Four cities report 169 new churches
January 5 2002 by James Dotson , North American Mission Board

Four cities report 169 new churches | Saturday, Jan. 5, 2002

Saturday, Jan. 5, 2002

Four cities report 169 new churches

By James Dotson North American Mission Board ALPHARETTA, Ga. - A total of 169 new churches have been formed and about 23,000 professions of faith have been recorded in four major U.S. cities during the first two years of the North American Mission Board's (NAMB) Strategic Focus Cities (SFC) emphasis, according to NAMB officials. Existing congregations have been energized with new members and a new passion for evangelism and ministry, they said. Student evangelism has emerged as a high priority and Southern Baptists churches are finding greater recognition and acceptance for their message of hope through Christ.

"While we are grateful for the results that God has granted, the real significance of SFC will be seen eight to 10 years from now as we are able to view the impetus created by all that was prayed over and poured into a city," said Doug Metzger, director of NAMB's SFC team. "An initiative of this magnitude has created a huge learning curve and the beneficiaries will be the cities that we involve in the future. As has been said by one of our local leaders: 'The best is yet to come.'"

"Our experience is showing that good churches can be in the same city, doing good ministry yet coming short of the 'best' in ministry," said NAMB President Robert E. (Bob) Reccord. "That springs from a strong prayer base where pastors are on their knees together and strategizing together. With a kingdom vision, an evangelistic passion and a multiplication mindset of church planting the results are speaking for themselves."

SFC represents a commitment of volunteers and other resources by Southern Baptists across the country toward introducing people in the largest cities in the United States and Canada to Christ - and helping them grow in their faith through involvement in local churches.

Phoenix and Chicago are where leaders pioneered some of the most effective strategies that have continued in other cities.

Local-church events like Vacation Bible School and block parties were used in Phoenix as part of a unified metro-wide strategy, according to city coordinator Bill Agee.

▸ Data extract:

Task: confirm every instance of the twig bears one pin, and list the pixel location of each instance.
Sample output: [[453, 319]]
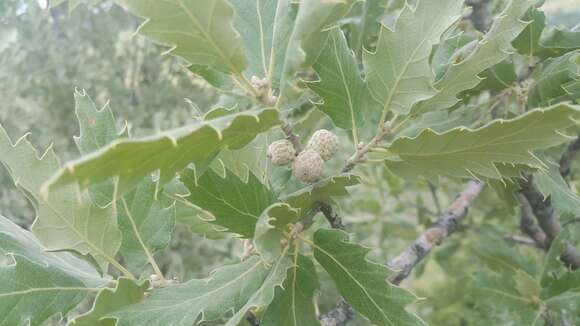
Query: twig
[[527, 224], [408, 259], [292, 137], [333, 218], [568, 157], [517, 239], [544, 211], [481, 15], [435, 234]]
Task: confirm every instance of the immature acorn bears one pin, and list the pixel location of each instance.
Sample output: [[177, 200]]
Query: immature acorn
[[281, 152], [308, 166], [325, 143]]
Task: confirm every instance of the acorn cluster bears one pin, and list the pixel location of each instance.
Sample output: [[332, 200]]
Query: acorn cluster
[[308, 164]]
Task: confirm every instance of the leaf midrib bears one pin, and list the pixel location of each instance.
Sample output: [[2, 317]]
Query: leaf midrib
[[353, 278], [206, 35]]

▸ Required actions:
• 1. Turn the paragraph of the article about new churches that begins "By James Dotson North American Mission Board ALPHARETTA" into a short bulleted list that keeps its main facts.
• 2. According to the article about new churches, who directs NAMB's SFC team?
• 3. Carry on the article about new churches from its last sentence, in the same news style.
The rows play no part in this work.

▸ Task results:
• 1.
- In the first two years of NAMB's Strategic Focus Cities emphasis, four major U.S. cities recorded 169 new churches and about 23,000 professions of faith, according to NAMB officials.
- Existing congregations gained new members and a new passion for evangelism and ministry.
- Student evangelism became a high priority.
- Southern Baptist churches are finding greater recognition and acceptance for their message of hope through Christ.

• 2. Doug Metzger.

• 3.
"The entire process for us was one of cooperation and facilitation," he said. "We wanted every activity to be dovetailing into something else. That gives it a synergy that is often missing from individual, disconnected events."

The result has been a renewed emphasis on cooperative prayer, excitement about planting healthy churches and strengthening existing churches through a succession of evangelistic events, he said.

A total of 34 churches were started in Phoenix with an estimated 10,000 professions of faith recorded as a result of SFC efforts, he said. The churches that participated in the SFC effort have an average growth of about 20 percent, Agee said, and baptisms have set new records each year.

"SFC has allowed us to move very quickly to a level of evangelism and soul-winning that might have taken us a decade to achieve," he said, noting that churches in 2001 have continued their efforts even without the same level of funding as 2000.

In Chicago, a combination of citywide events coupled with local church efforts have made a lasting impact on the four participating associations. Prayer events, conferences, block parties, circuses and a citywide event on the shore of Lake Michigan have resulted in nearly 7,000 professions of faith and 108 new churches.

"Strategic Focus Cities catapulted Lake County five years in our church-planting strategy and 10 years in our evangelism strategy," said Bob Ryan, director of missions for Lake County Association.

"Besides the blessing of people coming to Christ, there's a new vision for church planting," added Phil Miglioratti, who served as city coordinator for the effort. "There is a new church-planting Web site that can be a prototype for many of our associations on how to track the vision and resource church planting."

The effort also has improved the image of Southern Baptists, he said, including improved relationships with other evangelical groups who now see Southern Baptists as being leaders in church planting and evangelism.

Las Vegas and Boston also see the strong momentum of their first year of implementation continuing.

In October, an inner-city evangelism (ICE) training conference in Las Vegas resulted in 1,100 professions of faith - more than 125 each for the seven congregations that participated, according to Isaiah Mejia, a NAMB missionary and ministry evangelism coordinator for the Southern Nevada Baptist Association.

"In those five days it was just phenomenal what was done," he said.

Overall, the local SFC effort also focused on a broad array of local church events carried out under the banner of "Loving Las Vegas."

A total of 15 churches have been started thus far with more than 3,000 professions of faith.

"The greatest impact has been in the area of unifying the churches toward a common cause," said Harry Watson, another NAMB missionary who serves as director of missions for the association. "The second greatest impact has been in establishing acceptance among the community leaders of Christians being a positive impact on their community."

"We've seen the city penetrated with the gospel," Mejia said. "We had dreamed of a day when Christianity would be seen as a viable solution for life in Las Vegas, and I believe we've made long strides toward that goal."

In Boston, community-based ministries and student evangelism efforts were among the highlights of the "Hearts for Boston" effort, according to Ignatius Meimaris, director of missions for the Greater Boston Baptist Association and co-coordinator of the SFC effort.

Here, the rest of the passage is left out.